▸ O que fazer
(A) Resuma o texto de estudo em duas frases.
(B) Transcreva do texto de estudo, sem nenhuma alteração, o trecho que começa com as palavras "Feita a denúncia, imediatamente" e termina com "os acusados compareçam.".

▸ Texto de estudo

^^^^^^^^^^^^^^^^

O Corregedor, que era o juiz autor do
despacho que o corregedor anterior cassara, decidiu em novembro que o conflito
deveria ser julgado pelo Procurador, julgando-se incompetente par ajuizar o
conflito. Um outro juiz, o Sr. Milton Ferreira Mendes, mandou oficiar ao Corregedor,
pedindo providências.
O Sr. Ataide Monteiro da Silva, atual
Procurador da Justiça, decidindo o conflito, aceitou a incompetência do Sr.
Luís Vidal da Fonseca e determinou que o primeiro Promotor intentasse a ação
penal competente de acordo com suas convicções jurídicas. Revoltado com o jogo
de escusas, o Procurador lembrou em seu despacho:
Desde agosto de 1966 perambulam os autos de “ceca em meca”, num jogo de escusas, de
desculpas e impedimentos, em desprestígio da Justiça, sem que o órgão da
acusação deduza em juízo a pretensão punitiva consistente na denúncia.
Não
Terminou
Diante disso, o processo foi para o promotor
Zélio Guimarães que apresentou a denúncia contra os componentes da expedição,
mas não denunciou os Srs. Antônio Mascarenhas Junqueira e Sebastião Palma
Arruda, sob a seguinte alegação:
Deixo de denunciar Antônio Mascarenhas Junqueira
e Sebastião Palma Arruda, por não ter ficado concretizada a anuência de matança
aos índios. Já que o objetivo da expedição era a exploração de minérios e
expansão do seringal.
Feita a denúncia, imediatamente o Juiz da 3ª
Vara, Sr Carlos Avalone, decretou a prisão preventiva dos acusados, marcando
para o dia 27 deste mês a audiência de interrogatório dos réus. O processo
deverá correr à revelia, sendo muito pouco provável que os acusados compareçam.
Apesar da boa vontade do Juiz Carlos Avalone, o prosseguimento ao processo será
muito difícil, Já que mais de mil processos estão em andamento naquela Vara
Criminal.
Além disso, não há como prender os acusados,
que estão bem acobertados e desaparecidos na selva amazônica, numa região em
que só eles conhecem os caminhos e os meios de sobrevivência. Mesmo que o
processo prossiga, resta a possibilidade de um hábil advogado alegar falta de
prova de corpo de delito, já que não houve reconstituição do crime, a Polícia nunca
chegou ao local e, mesmo que chegasse, nada encontraria, pois os corpos dos
índios teriam sido jogados no Rio. Como o caso é notório e revoltou a população
cuiabana, a esperança é que o corpo de jurados chegue a uma conclusão, sem
necessidade de recorrer ao STF.

^^^^^^^^^^^^^^^^

▸ Material
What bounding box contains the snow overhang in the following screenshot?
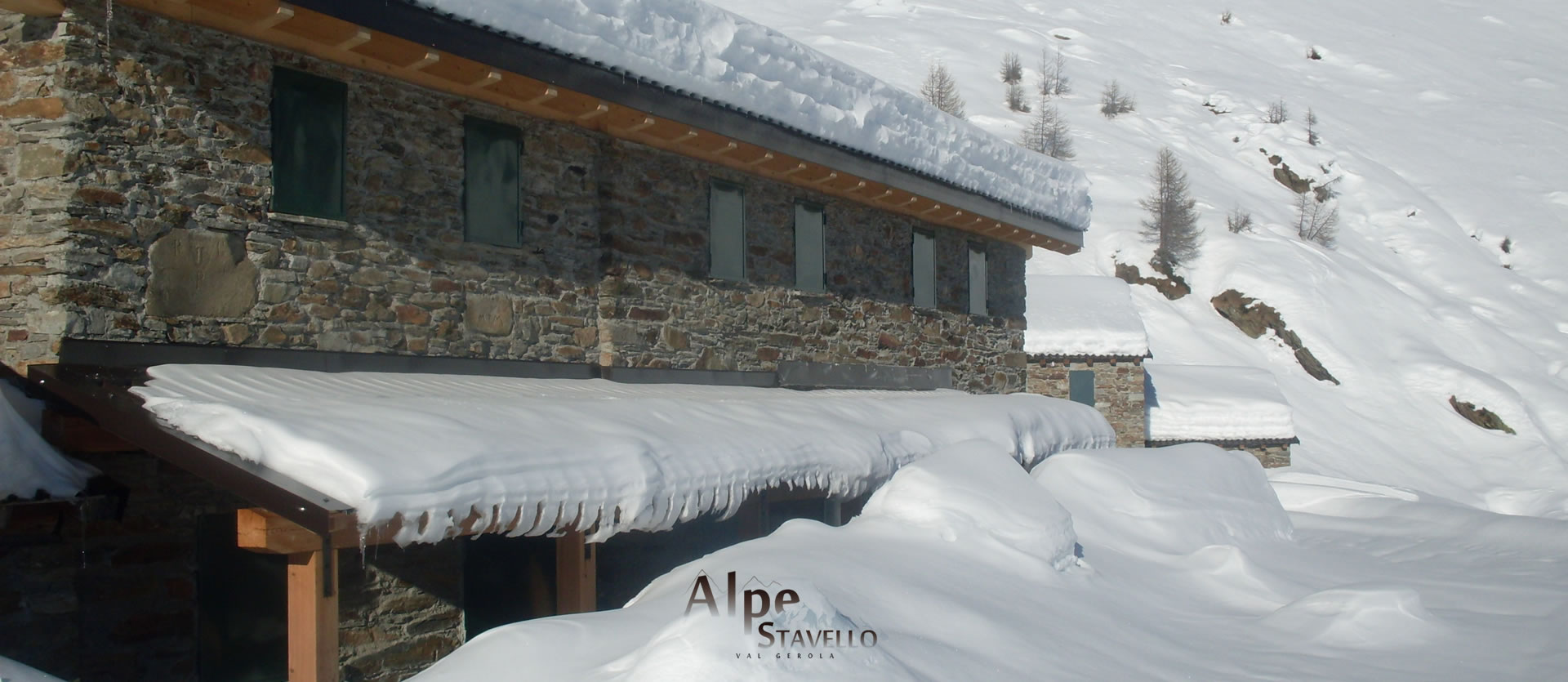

^^^^^^^^^^^^^^^^

▸ Respostas
(A) Depois de um jogo de escusas que atrasou a acusação desde agosto de 1966, o Procurador da Justiça mandou o primeiro Promotor propor a ação penal, e o promotor Zélio Guimarães denunciou os componentes da expedição, menos Antônio Mascarenhas Junqueira e Sebastião Palma Arruda. O Juiz Carlos Avalone decretou a prisão preventiva dos acusados, mas o prosseguimento do processo deve ser difícil pelo excesso de processos na Vara, pelo desaparecimento dos réus na selva amazônica e pela possível alegação de falta de prova de corpo de delito.

(B)
Feita a denúncia, imediatamente o Juiz da 3ª
Vara, Sr Carlos Avalone, decretou a prisão preventiva dos acusados, marcando
para o dia 27 deste mês a audiência de interrogatório dos réus. O processo
deverá correr à revelia, sendo muito pouco provável que os acusados compareçam.